## [Problem requirements]
Exactly the lines from the one containing "Target: water surface" to the final line below should be output, and no others.

## [Listed entries]

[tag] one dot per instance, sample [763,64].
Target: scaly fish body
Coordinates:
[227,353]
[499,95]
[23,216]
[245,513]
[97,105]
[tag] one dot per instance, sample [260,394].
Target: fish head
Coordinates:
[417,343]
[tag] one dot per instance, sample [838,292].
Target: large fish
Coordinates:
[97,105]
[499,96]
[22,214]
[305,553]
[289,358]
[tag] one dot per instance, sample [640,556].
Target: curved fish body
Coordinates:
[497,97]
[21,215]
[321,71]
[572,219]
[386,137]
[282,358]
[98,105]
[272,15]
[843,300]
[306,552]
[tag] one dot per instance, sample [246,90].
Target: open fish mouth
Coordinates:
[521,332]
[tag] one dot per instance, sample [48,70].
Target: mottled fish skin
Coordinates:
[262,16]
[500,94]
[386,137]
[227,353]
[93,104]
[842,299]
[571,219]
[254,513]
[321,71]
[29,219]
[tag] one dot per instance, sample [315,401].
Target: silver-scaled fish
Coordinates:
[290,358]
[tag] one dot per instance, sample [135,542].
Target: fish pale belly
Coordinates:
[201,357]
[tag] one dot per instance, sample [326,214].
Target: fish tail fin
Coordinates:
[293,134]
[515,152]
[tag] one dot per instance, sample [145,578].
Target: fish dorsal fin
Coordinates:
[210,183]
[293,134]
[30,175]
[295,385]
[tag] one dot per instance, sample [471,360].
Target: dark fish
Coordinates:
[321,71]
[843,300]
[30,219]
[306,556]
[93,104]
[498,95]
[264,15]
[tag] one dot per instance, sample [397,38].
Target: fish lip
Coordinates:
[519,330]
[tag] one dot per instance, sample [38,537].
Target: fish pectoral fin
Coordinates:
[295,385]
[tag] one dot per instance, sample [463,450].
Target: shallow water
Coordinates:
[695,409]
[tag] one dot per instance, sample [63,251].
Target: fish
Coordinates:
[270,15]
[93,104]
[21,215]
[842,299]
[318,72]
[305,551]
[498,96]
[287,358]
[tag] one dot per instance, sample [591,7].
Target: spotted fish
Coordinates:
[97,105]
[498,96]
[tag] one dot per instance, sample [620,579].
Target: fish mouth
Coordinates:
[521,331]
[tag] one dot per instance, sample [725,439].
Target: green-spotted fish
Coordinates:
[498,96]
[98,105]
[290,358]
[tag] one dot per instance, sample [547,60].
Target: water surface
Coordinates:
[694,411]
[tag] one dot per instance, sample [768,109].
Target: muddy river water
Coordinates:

## [Result for this task]
Target: water surface
Coordinates:
[694,411]
[tag] one dot per instance, sample [768,109].
Target: muddy river water
Coordinates:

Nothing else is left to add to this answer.